### [Requirement]
Please count how many lines of the data below contain the string "bare", matching uppercase and lowercase exactly. Give only the number.

### [Data for the task]
****************
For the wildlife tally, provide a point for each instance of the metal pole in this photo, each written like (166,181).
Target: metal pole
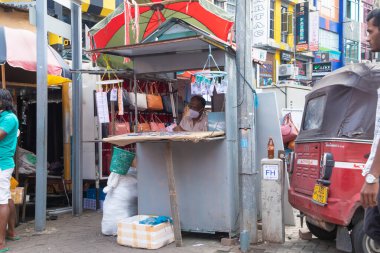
(3,76)
(42,96)
(247,171)
(136,110)
(76,28)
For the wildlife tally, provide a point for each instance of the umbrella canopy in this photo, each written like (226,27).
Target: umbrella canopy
(18,51)
(150,14)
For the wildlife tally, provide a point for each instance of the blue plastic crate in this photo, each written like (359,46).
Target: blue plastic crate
(91,194)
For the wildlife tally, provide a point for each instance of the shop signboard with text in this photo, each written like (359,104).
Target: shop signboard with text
(302,27)
(260,22)
(321,68)
(313,31)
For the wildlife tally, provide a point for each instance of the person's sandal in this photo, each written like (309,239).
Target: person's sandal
(12,238)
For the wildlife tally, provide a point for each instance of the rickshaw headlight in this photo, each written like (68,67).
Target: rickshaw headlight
(291,162)
(327,164)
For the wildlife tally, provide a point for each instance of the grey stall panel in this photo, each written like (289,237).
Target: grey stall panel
(205,190)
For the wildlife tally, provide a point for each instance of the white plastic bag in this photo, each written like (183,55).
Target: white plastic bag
(120,203)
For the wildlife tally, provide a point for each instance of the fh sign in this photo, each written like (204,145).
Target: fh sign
(260,19)
(270,172)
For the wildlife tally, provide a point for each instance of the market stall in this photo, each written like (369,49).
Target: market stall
(18,75)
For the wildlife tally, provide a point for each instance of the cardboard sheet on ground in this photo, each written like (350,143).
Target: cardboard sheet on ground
(126,139)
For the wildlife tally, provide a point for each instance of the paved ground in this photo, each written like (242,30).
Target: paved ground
(82,234)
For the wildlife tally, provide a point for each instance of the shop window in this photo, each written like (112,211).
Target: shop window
(314,113)
(352,9)
(366,53)
(271,20)
(351,51)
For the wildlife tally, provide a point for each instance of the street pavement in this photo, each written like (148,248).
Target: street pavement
(70,234)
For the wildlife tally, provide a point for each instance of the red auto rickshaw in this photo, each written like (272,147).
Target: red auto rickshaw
(331,150)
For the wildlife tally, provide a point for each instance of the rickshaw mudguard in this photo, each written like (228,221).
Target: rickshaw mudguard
(335,212)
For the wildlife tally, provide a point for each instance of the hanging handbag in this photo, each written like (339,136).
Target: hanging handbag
(121,127)
(153,99)
(289,131)
(140,102)
(143,125)
(178,102)
(156,124)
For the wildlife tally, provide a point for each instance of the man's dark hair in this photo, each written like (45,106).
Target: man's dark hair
(374,14)
(200,99)
(6,101)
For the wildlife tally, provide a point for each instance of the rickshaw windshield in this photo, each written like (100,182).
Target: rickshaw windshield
(314,113)
(339,112)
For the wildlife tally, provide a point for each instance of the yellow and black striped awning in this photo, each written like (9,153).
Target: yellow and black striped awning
(99,7)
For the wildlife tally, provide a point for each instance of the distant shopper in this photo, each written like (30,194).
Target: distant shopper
(8,143)
(196,120)
(370,197)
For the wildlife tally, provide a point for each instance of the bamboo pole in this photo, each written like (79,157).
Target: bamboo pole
(3,76)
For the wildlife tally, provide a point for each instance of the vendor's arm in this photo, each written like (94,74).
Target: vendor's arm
(368,194)
(2,134)
(7,125)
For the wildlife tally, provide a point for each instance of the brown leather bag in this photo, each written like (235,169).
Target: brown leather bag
(121,127)
(143,125)
(154,99)
(156,124)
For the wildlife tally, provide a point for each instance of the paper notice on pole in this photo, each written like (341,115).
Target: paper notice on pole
(102,107)
(270,172)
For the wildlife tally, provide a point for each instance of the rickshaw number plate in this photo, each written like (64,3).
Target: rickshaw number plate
(320,194)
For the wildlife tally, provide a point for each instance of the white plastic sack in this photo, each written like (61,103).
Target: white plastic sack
(120,203)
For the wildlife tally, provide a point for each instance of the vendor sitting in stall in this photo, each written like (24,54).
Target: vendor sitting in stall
(196,120)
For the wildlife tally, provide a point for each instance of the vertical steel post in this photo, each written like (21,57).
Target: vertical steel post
(247,171)
(42,97)
(76,42)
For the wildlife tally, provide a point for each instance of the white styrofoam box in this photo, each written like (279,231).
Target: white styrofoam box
(131,233)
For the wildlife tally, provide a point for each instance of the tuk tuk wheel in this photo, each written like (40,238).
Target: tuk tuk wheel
(321,233)
(362,242)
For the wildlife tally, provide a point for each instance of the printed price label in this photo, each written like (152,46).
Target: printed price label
(113,95)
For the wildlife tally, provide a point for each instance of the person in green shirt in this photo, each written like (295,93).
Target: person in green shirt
(8,143)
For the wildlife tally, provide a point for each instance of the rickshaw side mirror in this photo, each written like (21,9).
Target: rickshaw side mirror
(327,164)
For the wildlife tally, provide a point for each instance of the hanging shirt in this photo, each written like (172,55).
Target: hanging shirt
(9,124)
(200,125)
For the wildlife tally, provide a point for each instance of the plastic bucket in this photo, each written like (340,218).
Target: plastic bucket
(121,161)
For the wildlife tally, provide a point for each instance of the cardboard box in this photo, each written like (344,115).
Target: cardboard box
(17,195)
(131,233)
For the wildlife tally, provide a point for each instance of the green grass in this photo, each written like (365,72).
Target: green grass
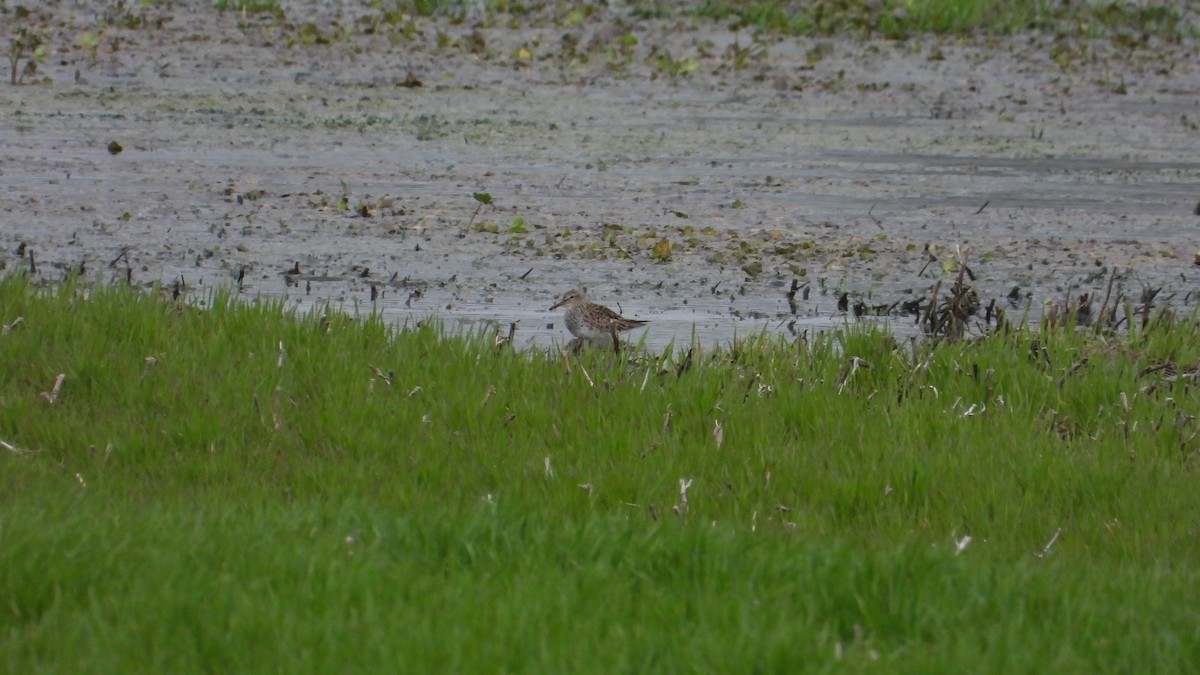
(889,18)
(198,499)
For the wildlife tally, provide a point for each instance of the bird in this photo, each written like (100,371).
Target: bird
(589,321)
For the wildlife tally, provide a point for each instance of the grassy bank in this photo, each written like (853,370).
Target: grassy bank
(239,488)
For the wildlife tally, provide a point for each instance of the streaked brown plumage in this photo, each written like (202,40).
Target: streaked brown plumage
(589,321)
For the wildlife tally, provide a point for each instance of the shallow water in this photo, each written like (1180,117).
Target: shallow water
(870,181)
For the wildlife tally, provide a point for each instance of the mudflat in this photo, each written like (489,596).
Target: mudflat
(709,180)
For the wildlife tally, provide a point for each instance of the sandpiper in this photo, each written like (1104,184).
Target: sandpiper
(589,321)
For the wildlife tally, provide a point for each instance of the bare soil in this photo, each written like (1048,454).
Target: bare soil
(321,172)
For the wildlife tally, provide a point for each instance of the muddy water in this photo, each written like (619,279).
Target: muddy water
(310,174)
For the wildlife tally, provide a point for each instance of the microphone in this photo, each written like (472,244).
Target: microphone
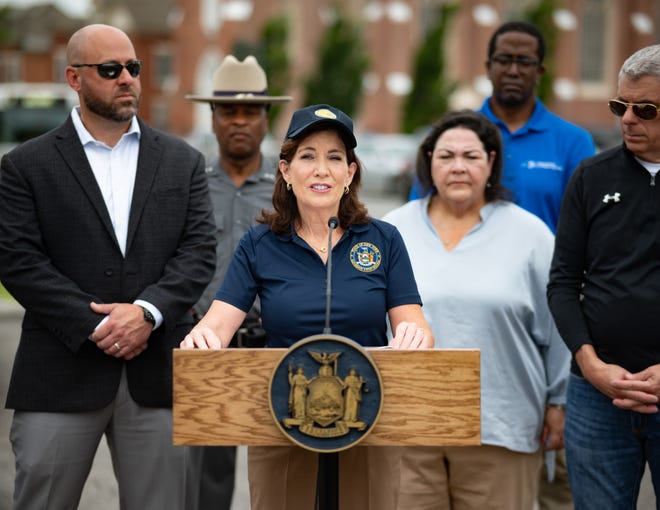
(333,223)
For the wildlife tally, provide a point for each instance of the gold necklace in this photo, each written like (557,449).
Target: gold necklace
(322,249)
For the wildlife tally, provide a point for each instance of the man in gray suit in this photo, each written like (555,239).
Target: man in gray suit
(241,183)
(107,240)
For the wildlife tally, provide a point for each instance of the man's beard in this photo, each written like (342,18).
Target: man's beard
(512,100)
(111,111)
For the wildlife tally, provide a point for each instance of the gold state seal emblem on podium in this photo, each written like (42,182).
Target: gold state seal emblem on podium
(326,393)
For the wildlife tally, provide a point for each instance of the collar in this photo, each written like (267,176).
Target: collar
(538,122)
(352,229)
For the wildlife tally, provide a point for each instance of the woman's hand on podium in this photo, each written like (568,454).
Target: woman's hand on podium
(201,337)
(410,335)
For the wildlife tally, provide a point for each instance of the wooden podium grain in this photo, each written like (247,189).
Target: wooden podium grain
(430,397)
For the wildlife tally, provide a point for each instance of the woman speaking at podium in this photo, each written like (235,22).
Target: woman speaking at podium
(283,262)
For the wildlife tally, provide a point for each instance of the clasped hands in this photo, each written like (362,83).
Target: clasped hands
(125,332)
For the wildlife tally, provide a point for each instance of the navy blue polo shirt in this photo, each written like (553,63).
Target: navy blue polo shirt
(371,273)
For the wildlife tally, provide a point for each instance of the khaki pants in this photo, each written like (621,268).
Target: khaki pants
(284,478)
(470,477)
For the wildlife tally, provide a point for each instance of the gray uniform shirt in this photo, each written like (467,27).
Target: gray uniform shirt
(235,210)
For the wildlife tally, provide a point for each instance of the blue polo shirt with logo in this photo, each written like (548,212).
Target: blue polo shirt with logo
(538,160)
(371,273)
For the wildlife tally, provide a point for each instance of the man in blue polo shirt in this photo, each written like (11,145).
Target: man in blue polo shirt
(541,149)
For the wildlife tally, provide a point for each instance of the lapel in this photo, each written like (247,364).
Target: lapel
(72,152)
(148,161)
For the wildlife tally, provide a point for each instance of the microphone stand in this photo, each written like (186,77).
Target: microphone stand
(327,480)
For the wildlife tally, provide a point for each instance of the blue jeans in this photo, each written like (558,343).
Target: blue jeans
(607,449)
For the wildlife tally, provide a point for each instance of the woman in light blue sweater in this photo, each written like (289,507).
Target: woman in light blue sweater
(481,265)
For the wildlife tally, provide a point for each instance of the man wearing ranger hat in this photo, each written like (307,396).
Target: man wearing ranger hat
(241,185)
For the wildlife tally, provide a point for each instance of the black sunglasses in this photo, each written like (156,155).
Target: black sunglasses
(645,111)
(112,70)
(506,61)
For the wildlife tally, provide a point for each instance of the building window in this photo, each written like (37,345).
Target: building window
(10,67)
(59,65)
(159,114)
(162,64)
(592,41)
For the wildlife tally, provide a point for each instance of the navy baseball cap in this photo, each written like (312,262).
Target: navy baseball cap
(305,118)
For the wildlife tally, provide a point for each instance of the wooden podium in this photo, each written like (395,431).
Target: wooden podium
(430,397)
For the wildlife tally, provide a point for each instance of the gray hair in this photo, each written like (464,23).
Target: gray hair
(644,62)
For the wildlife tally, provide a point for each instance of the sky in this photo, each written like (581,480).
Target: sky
(74,8)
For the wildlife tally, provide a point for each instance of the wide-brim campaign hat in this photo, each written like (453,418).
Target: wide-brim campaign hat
(306,118)
(239,82)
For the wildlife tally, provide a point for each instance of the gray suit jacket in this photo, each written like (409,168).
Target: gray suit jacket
(58,252)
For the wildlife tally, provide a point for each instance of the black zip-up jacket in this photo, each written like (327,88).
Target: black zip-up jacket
(604,286)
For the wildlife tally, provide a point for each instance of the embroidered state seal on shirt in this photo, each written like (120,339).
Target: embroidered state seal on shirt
(365,257)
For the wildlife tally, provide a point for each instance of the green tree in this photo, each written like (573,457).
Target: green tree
(429,97)
(271,53)
(342,63)
(540,15)
(274,36)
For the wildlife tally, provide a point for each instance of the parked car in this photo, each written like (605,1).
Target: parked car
(30,109)
(388,162)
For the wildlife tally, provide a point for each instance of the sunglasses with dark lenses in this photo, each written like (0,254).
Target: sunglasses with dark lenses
(506,61)
(112,70)
(645,111)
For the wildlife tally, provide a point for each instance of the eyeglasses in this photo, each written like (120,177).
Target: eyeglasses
(645,111)
(112,70)
(524,64)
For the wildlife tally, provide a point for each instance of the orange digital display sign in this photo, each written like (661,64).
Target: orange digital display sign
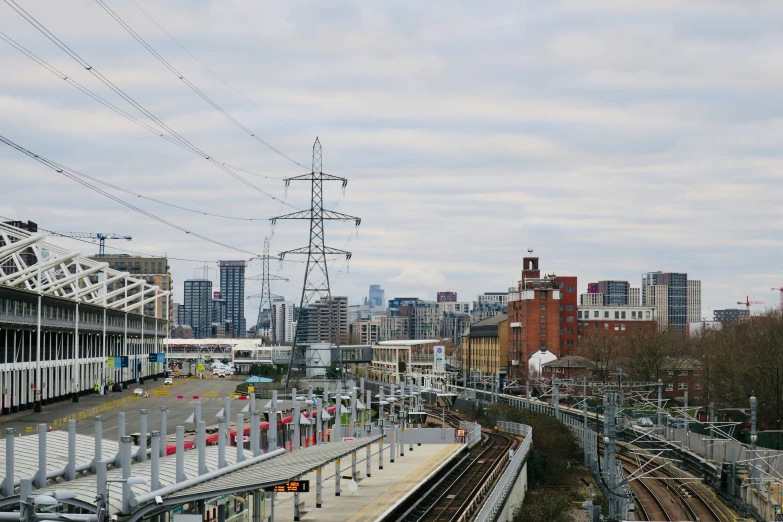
(293,486)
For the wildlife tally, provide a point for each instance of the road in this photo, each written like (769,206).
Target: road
(178,409)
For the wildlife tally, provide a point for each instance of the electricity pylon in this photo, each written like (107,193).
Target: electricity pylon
(316,279)
(266,292)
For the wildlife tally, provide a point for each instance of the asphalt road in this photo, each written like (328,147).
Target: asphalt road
(178,409)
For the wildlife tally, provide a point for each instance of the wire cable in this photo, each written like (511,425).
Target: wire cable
(213,73)
(173,134)
(67,172)
(192,87)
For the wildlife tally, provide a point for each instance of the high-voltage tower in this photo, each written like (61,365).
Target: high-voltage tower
(266,293)
(316,279)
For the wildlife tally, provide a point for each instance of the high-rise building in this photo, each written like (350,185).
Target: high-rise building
(198,298)
(694,301)
(447,297)
(364,332)
(220,314)
(542,316)
(377,296)
(232,289)
(634,296)
(393,328)
(325,319)
(658,297)
(282,314)
(615,292)
(154,269)
(677,290)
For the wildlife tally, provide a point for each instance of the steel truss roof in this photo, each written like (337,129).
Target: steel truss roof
(61,273)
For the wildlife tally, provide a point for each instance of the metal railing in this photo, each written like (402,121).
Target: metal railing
(497,499)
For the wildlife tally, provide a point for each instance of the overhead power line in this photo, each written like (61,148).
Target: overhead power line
(70,173)
(173,134)
(212,72)
(190,84)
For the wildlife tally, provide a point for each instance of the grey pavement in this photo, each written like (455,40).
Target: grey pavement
(178,409)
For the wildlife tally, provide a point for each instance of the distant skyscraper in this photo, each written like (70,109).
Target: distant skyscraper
(447,297)
(694,301)
(232,289)
(198,297)
(377,296)
(677,291)
(615,292)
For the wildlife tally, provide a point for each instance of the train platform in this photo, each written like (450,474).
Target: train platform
(375,495)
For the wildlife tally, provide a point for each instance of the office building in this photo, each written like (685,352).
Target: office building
(615,292)
(364,332)
(377,296)
(730,315)
(677,302)
(542,317)
(694,301)
(393,328)
(232,289)
(154,270)
(634,296)
(197,301)
(447,297)
(325,321)
(485,346)
(282,315)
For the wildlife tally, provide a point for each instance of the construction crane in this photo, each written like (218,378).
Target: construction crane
(747,302)
(100,236)
(781,295)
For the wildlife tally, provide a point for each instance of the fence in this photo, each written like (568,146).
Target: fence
(500,493)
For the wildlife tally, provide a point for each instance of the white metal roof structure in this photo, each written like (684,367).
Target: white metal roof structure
(26,456)
(86,488)
(57,272)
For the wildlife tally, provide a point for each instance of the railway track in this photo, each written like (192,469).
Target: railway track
(454,493)
(665,494)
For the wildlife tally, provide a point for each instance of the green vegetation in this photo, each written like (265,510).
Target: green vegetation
(555,475)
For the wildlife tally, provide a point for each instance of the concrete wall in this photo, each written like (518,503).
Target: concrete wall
(516,497)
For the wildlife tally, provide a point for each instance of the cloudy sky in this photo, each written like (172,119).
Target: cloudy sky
(612,137)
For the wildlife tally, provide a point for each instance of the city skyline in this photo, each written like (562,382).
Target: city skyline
(607,176)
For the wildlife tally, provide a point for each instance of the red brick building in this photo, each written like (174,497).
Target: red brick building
(541,316)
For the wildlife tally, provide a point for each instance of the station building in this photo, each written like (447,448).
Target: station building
(69,323)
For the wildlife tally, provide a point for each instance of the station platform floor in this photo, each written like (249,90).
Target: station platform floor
(375,495)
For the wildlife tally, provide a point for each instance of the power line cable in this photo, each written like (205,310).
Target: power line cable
(67,172)
(176,136)
(190,84)
(213,73)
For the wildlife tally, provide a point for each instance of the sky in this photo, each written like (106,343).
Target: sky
(611,137)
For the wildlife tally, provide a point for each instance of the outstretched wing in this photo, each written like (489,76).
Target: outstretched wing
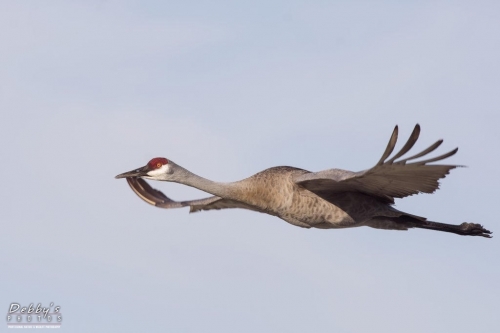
(157,198)
(389,178)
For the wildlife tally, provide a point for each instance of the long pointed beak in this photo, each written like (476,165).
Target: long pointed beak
(134,173)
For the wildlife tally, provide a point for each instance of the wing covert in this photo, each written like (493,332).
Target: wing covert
(389,178)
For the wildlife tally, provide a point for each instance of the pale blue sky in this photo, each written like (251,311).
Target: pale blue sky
(90,89)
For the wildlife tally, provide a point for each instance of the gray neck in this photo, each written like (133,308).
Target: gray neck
(183,176)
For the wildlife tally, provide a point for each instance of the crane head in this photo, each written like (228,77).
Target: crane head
(158,169)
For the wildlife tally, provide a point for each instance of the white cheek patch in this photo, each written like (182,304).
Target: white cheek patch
(160,171)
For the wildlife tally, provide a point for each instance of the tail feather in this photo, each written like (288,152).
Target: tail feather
(464,229)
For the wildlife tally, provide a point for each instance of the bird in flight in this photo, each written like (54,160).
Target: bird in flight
(326,199)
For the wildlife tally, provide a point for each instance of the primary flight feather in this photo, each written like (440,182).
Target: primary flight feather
(326,199)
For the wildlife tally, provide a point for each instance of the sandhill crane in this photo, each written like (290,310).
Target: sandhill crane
(327,199)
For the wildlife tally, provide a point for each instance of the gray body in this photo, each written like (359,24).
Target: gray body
(327,199)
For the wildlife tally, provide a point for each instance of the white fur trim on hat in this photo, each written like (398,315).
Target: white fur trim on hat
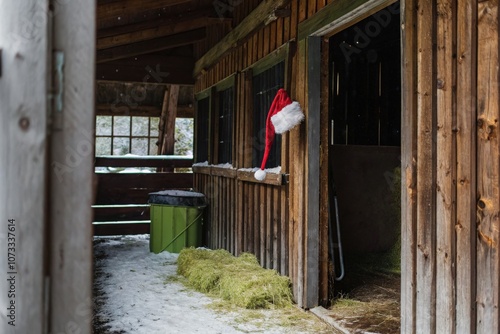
(260,174)
(287,118)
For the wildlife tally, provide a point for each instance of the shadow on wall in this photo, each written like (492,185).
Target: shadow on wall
(366,190)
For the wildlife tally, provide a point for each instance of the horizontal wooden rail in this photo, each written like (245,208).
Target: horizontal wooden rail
(144,161)
(133,188)
(121,228)
(275,179)
(106,213)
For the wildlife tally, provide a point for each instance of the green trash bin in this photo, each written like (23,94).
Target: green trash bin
(176,220)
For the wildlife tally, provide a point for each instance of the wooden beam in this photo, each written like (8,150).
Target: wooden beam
(24,134)
(259,17)
(123,7)
(207,14)
(71,184)
(165,29)
(312,245)
(169,132)
(163,120)
(339,14)
(150,46)
(148,68)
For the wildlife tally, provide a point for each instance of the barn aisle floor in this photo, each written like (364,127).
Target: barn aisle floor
(136,291)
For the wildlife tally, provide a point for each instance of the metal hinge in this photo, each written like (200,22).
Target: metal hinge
(57,92)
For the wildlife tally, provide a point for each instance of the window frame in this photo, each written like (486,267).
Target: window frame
(281,54)
(130,136)
(212,93)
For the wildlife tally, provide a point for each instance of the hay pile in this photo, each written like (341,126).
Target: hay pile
(239,280)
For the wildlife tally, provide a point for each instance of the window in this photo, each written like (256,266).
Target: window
(202,129)
(119,135)
(226,110)
(365,83)
(265,86)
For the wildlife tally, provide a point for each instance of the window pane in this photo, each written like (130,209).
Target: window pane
(140,126)
(155,122)
(121,146)
(183,136)
(153,148)
(225,125)
(140,146)
(103,126)
(103,146)
(121,126)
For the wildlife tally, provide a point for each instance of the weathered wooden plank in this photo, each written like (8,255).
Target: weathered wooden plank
(250,220)
(262,208)
(269,227)
(120,213)
(240,228)
(117,8)
(426,173)
(298,134)
(271,178)
(262,15)
(312,170)
(152,45)
(338,15)
(408,166)
(143,161)
(167,147)
(24,155)
(488,170)
(161,30)
(446,171)
(256,220)
(466,166)
(163,120)
(284,232)
(276,200)
(121,228)
(111,186)
(71,194)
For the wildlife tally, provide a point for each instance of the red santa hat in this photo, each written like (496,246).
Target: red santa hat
(284,114)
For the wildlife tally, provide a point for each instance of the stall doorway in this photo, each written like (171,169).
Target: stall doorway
(364,159)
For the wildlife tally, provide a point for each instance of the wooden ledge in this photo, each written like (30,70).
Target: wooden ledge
(271,178)
(202,170)
(225,172)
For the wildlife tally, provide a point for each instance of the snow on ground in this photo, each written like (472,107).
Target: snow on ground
(138,295)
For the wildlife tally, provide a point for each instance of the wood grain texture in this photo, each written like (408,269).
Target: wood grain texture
(23,152)
(426,177)
(72,194)
(408,166)
(488,183)
(446,169)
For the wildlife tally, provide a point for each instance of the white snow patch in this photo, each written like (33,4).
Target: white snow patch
(226,165)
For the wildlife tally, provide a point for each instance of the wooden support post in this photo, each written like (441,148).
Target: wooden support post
(163,119)
(167,147)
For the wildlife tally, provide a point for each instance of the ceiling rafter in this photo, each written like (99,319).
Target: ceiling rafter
(150,46)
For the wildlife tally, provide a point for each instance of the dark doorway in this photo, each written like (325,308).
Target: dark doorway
(364,155)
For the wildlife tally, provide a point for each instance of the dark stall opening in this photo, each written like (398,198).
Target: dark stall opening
(364,164)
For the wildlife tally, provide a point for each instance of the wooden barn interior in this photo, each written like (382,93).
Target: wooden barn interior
(399,144)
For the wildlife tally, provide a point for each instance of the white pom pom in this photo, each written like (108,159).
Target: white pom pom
(260,175)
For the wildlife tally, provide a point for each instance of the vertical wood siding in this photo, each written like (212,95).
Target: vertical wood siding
(450,167)
(450,268)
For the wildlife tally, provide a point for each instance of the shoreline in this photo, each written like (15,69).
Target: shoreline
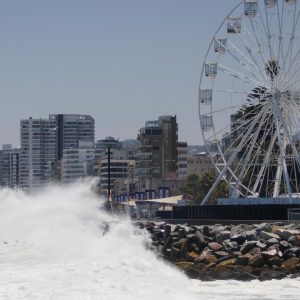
****************
### [Task output]
2